SINGAPORE - Amid the uncertainties of the Covid-19 pandemic last year, 140,000 Central Provident Fund (CPF) members – 36 per cent more than the year before – made account top-ups under the Retirement Sum Topping-Up Scheme.
They put in a total of $3 billion in top-ups to their or their loved-ones' accounts, 40 per cent more than the amount of top-ups made in 2019, said the CPF Board on Wednesday (Feb 3). The Board added that $1.2 billion of top-ups were made in the fourth quarter of last year alone.
Experts said the increase was probably spurred by rising awareness of the benefits of using CPF to save.
“Given the current low interest rate environment, and with more awareness and education around the use of CPF funds and how it offers members more attractive risk-adjusted returns compared with regular savings accounts and even some investments, it is not surprising to see a higher take-up rate for top-ups, especially given the uncertainties caused by Covid-19,” said OCBC Bank’s head of wealth advisory Kelvin Goh.
The number of people topping up for the first time rose last year, especially among the younger set.
More than one in three of those who made top-ups last year were first-timers, which is an increase of more than 50 per cent compared with the previous year, said the CPF Board in a media release.
Among young people below 35 years old, there were 86 per cent more who topped up for the first time last year, compared with the previous year. This group saw the highest increase in first-timers.
Compared with 2019, 27 per cent more people topped up their parents' CPF accounts last year.
The Retirement Sum Topping-Up Scheme allows members to use cash or existing CPF savings to top up their own or their loved ones’ accounts.
For recipients below the age of 55, the Special Account can be topped up to the current Full Retirement Sum, which is $186,000 this year.
Retirement Accounts of those aged 55 and above can be topped up to the current Enhanced Retirement Sum, which is $279,000 this year.

▶ Task: According to the CPF article, how much did members put in as top-ups in total last year? Rely on the CPF article alone.

▶ Natural-language descriptions of regions:

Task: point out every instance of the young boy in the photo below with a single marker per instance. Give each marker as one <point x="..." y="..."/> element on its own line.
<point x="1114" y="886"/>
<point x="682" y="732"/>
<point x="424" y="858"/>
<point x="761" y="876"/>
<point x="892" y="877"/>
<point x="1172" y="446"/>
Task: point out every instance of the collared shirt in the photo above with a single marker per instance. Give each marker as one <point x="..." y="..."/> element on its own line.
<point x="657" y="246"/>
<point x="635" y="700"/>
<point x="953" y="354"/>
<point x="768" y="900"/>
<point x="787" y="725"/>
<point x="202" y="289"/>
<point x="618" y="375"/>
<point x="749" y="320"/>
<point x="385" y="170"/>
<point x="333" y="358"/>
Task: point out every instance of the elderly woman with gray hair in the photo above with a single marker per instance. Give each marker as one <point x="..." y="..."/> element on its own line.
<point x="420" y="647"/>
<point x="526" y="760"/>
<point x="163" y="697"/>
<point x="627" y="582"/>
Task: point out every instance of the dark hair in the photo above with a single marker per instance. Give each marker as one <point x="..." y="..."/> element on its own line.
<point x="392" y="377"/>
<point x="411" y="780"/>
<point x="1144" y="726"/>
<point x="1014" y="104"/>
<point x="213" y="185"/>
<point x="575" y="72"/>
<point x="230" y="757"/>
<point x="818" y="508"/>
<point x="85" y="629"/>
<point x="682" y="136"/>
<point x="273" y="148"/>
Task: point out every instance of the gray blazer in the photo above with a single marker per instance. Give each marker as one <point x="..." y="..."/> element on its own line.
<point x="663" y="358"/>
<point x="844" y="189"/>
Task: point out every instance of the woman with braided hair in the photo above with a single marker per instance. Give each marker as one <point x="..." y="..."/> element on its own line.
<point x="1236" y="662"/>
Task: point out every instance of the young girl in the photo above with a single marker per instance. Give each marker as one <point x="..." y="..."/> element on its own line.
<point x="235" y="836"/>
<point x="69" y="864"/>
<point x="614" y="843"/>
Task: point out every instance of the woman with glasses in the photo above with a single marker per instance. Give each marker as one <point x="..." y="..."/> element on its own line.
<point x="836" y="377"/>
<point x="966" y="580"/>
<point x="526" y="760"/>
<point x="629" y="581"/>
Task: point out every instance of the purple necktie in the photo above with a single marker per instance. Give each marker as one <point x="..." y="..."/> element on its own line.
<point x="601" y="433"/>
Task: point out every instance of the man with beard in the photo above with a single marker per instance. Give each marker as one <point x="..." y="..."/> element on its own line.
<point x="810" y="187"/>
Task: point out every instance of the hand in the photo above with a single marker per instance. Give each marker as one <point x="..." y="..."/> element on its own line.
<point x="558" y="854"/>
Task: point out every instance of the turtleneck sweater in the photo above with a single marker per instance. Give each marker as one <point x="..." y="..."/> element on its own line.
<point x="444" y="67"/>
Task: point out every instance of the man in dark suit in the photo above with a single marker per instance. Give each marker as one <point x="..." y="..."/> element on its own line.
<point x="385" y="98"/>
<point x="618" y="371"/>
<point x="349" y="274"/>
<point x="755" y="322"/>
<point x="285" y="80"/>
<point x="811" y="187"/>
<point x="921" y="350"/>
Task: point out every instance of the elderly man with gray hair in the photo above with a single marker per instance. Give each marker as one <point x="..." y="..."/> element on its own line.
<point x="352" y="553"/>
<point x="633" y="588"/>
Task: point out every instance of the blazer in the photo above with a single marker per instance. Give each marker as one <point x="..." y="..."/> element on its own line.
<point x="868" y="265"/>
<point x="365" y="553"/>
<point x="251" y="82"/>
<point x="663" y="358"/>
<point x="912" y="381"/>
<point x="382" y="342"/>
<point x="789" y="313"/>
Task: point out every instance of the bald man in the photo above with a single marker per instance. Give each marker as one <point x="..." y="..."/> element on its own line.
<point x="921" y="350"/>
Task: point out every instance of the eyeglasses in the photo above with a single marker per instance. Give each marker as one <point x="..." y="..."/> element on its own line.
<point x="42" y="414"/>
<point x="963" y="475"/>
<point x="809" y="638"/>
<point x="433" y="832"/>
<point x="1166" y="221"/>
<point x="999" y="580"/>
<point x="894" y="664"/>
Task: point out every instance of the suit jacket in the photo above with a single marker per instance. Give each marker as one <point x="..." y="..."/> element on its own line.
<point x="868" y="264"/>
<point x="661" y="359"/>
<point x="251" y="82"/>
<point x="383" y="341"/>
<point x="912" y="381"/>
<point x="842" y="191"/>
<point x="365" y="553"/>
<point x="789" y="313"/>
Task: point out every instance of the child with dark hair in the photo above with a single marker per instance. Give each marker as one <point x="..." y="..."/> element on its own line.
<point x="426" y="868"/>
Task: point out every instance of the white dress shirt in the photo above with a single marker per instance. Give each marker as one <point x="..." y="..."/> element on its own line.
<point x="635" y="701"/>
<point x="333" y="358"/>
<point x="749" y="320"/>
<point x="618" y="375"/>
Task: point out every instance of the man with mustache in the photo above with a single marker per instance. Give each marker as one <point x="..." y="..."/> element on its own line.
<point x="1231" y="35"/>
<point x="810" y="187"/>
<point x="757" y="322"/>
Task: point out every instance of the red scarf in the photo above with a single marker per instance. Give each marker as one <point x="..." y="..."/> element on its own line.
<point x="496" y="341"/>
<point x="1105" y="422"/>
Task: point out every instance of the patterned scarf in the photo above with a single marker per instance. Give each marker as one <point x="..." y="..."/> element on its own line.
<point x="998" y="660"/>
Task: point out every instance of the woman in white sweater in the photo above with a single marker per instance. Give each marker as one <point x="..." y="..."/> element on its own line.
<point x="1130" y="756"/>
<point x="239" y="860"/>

▶ Output of the exercise: $3 billion.